* What to do *
Update the lines below by changing every "marker" to "dot" and keeping everything else the same. Leave the pictures out of your answer.
:: Extracted entries ::
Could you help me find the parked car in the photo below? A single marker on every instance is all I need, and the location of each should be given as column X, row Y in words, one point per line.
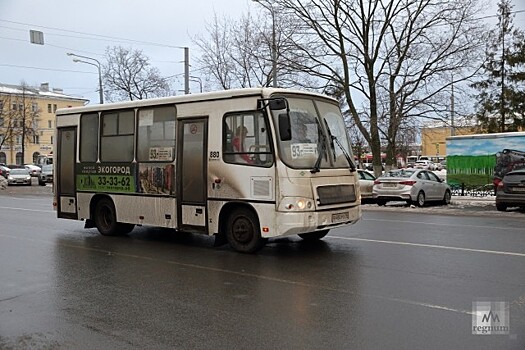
column 4, row 171
column 417, row 186
column 19, row 176
column 511, row 190
column 46, row 176
column 34, row 170
column 366, row 183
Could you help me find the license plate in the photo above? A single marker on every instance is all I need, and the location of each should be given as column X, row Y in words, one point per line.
column 340, row 217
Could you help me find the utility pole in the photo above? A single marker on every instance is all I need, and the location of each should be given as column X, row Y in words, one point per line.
column 452, row 127
column 186, row 70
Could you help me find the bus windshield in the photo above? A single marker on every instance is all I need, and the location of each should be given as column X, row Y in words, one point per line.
column 319, row 139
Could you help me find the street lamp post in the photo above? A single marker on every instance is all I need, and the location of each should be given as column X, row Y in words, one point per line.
column 196, row 79
column 95, row 63
column 269, row 7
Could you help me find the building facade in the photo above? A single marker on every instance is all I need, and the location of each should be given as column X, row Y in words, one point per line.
column 434, row 137
column 27, row 121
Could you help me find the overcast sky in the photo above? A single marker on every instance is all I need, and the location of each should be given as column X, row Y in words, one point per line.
column 88, row 27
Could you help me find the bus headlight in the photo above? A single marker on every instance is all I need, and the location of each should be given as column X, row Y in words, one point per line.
column 297, row 204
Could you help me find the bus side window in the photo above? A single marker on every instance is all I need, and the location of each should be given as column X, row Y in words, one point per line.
column 246, row 139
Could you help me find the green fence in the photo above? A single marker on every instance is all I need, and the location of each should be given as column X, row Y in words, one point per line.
column 470, row 170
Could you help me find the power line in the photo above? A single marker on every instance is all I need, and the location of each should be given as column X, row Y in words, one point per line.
column 95, row 35
column 49, row 69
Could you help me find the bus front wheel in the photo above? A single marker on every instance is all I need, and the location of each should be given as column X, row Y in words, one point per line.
column 243, row 232
column 106, row 218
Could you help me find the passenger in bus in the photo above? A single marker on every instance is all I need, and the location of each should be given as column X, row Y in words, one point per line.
column 238, row 145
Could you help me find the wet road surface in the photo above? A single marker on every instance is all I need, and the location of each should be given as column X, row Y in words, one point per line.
column 396, row 280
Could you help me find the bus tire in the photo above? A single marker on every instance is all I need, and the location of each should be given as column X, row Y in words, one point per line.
column 124, row 228
column 106, row 218
column 243, row 232
column 313, row 236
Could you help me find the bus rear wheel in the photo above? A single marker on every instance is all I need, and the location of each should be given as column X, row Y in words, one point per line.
column 243, row 232
column 313, row 236
column 106, row 218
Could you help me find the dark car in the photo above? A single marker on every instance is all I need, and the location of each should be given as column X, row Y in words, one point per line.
column 511, row 190
column 46, row 175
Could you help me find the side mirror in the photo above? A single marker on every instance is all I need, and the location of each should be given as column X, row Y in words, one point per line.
column 277, row 103
column 285, row 127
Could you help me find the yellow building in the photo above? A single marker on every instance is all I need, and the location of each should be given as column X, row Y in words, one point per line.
column 35, row 108
column 434, row 138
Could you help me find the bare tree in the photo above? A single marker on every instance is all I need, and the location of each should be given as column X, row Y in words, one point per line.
column 392, row 59
column 239, row 53
column 128, row 75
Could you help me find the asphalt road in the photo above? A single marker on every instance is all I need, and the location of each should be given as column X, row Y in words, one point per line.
column 401, row 278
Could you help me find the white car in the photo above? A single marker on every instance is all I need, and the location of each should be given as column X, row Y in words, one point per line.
column 417, row 186
column 34, row 170
column 366, row 183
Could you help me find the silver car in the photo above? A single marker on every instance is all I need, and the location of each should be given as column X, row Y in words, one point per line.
column 19, row 177
column 46, row 175
column 366, row 183
column 417, row 186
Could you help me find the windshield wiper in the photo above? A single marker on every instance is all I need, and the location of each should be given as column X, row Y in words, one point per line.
column 347, row 156
column 345, row 153
column 322, row 138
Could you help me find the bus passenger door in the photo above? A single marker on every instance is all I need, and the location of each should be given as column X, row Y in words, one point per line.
column 192, row 174
column 65, row 173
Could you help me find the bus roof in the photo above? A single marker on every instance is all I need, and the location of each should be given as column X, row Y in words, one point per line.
column 206, row 96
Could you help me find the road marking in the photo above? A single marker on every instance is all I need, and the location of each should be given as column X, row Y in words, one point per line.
column 428, row 246
column 249, row 275
column 32, row 210
column 445, row 224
:::
* Answer for this exercise *
Could you help me find the parked car in the photo below? A single dot on every instance is all I need, and the location of each should be given as column X, row Y in words, one point per line.
column 4, row 171
column 417, row 186
column 19, row 176
column 511, row 190
column 46, row 176
column 34, row 170
column 366, row 183
Could you help me find the license plate in the photo above? A single dot on every instance is all I need, and the location of each should be given as column X, row Y in words, one point per line.
column 340, row 217
Could you help me find the utility pole in the photo above? A single dot on every instance is all I need, and the location of each should be given as column X, row Y in words, one point per line.
column 452, row 127
column 186, row 70
Could you help me find the bus windshield in the photo above? A single dot on every instance is all I need, and the location of each should be given as column X, row Y in words, one point per line.
column 319, row 139
Could you help me find the street lamp post in the photo above? A single dot on every instance is all I need, and the location of each should be given as column X, row Y in words, one point per line.
column 196, row 79
column 95, row 63
column 269, row 7
Could you help me find the building facade in the photo above? A single dot on every instance is all I need, and the location of each should be given as column X, row Y in words, one point per line.
column 434, row 137
column 27, row 121
Could you help me find the overcast sky in the photo above? A single dot on every instance is all I need, and the location of each should be given as column X, row Y in words, one point per line.
column 88, row 27
Could you help me find the bus headlight in the photo above? A single dot on every instance is all I need, and the location of each should be given as column X, row Y in words, one point per line.
column 297, row 204
Could you help me find the bus side window in the photo above? A single dot on every instance is all I need, and the location of each should be given as column X, row Y in words, one point per line.
column 246, row 139
Could you help me find the green fence in the photo above? A single dot on every instance is all I need, and the location of each should be given as column X, row Y in words, one point per line.
column 470, row 170
Could you help me find the power line in the photo above? A single dot on every instance is all I need, and the location of each should be given as column X, row Y in words, one point per line.
column 95, row 35
column 49, row 69
Could you help me find the bus front wheel in the photo above? A single dot on every instance is all I need, and the location of each should be given as column X, row Y in words, one point per line.
column 243, row 232
column 106, row 218
Could you help me find the passenger in bus in the photo above? A single dot on every instance is all I need, and the location of each should be given as column X, row Y in words, one point per line.
column 238, row 145
Could you help me find the wet road surface in the photo above? A single dot on every instance is all I need, and the location of each should be given as column X, row Y in words, one point per line.
column 396, row 280
Could you help me find the bus tire in the photo above? A single dot on every instance is all I need, and the location of each should be given as column X, row Y in words, one point per line.
column 124, row 228
column 106, row 218
column 243, row 232
column 313, row 236
Could you help me find the bus rear wheel in the photo above? A single dot on every instance is all I need, and the location of each should be given as column X, row Y in words, one point per line.
column 243, row 232
column 313, row 236
column 106, row 218
Could you help me find the dark car in the photo above? A single dot on every instance is all I need, and the location of each should be given as column X, row Y in words, one point per line.
column 511, row 190
column 46, row 175
Could you help me find the side mirror in the photo above? A single dot on every instance is all I need, and the location of each should be given as column X, row Y in words, one point per line.
column 277, row 103
column 285, row 127
Could you help me find the yellow building in the photo above? A single dot on every instance is all I need, and the location of each should be given as column X, row Y in words, one point per line.
column 35, row 108
column 434, row 138
Could you help me find the bare tree in the photo above? A single dot on every instance is all I need, and the location of each should be given as column X, row Y in words, one point per line.
column 392, row 59
column 239, row 53
column 128, row 75
Could you help me find the asphalt road in the photo above? A single dot on every instance is all I need, and the location of each should be given as column X, row Y in words, one point per line.
column 401, row 278
Could you help me find the white car in the photo above? A single dot on every instance is all I need, and the location of each should be given as column X, row Y in words, one point per line.
column 417, row 186
column 34, row 170
column 366, row 183
Could you help me find the silver car in the photo above? A single dot on every instance is all I need, and the location of each should be given as column X, row Y in words, one point per line.
column 19, row 177
column 46, row 175
column 366, row 183
column 417, row 186
Could you help me find the windshield wiper in the photo above? A single dot on every instance is all I need, and the location of each should be given as column X, row Y in words, one point per line.
column 347, row 156
column 345, row 153
column 322, row 138
Could you help me find the bus passenger door in the photo above? A single dot on every instance is all I need, and the location of each should be given as column X, row Y in words, one point per line.
column 192, row 174
column 65, row 173
Could you help me find the bus roof in the photo above? A single dot on every instance is all I need, and the location of each should be given as column X, row Y in words, one point per line.
column 206, row 96
Could you help me find the road marking in the photo above? A single dot on every instance is all I need, and the location of each should be given as column X, row Y in words, one point per line.
column 428, row 246
column 249, row 275
column 32, row 210
column 445, row 224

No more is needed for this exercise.